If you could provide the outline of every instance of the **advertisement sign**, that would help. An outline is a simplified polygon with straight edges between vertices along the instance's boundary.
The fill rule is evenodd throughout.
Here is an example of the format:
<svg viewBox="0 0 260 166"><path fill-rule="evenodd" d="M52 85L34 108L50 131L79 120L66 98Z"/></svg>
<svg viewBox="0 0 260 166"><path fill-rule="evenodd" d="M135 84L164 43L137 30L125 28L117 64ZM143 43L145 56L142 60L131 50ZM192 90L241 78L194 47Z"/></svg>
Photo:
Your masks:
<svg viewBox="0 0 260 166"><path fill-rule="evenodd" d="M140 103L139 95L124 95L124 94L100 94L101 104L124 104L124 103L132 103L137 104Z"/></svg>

_ _ _ _ _ _ _

_Problem description:_
Reproduce the material in full. Keep it identical to the original.

_Response below:_
If you could provide the outline of every instance of the **advertisement sign**, that would help. An outline is a simplified polygon with straight edges between vertices along the instance's boundary.
The fill rule is evenodd throughout.
Here is an example of the format:
<svg viewBox="0 0 260 166"><path fill-rule="evenodd" d="M52 85L34 108L50 131L79 120L66 98Z"/></svg>
<svg viewBox="0 0 260 166"><path fill-rule="evenodd" d="M135 84L164 43L137 30L125 28L117 64ZM143 43L145 56L142 60L131 50ZM192 90L241 78L194 47Z"/></svg>
Photo:
Your masks:
<svg viewBox="0 0 260 166"><path fill-rule="evenodd" d="M140 103L139 95L124 95L124 94L100 94L101 104L124 104L124 103L132 103L137 104Z"/></svg>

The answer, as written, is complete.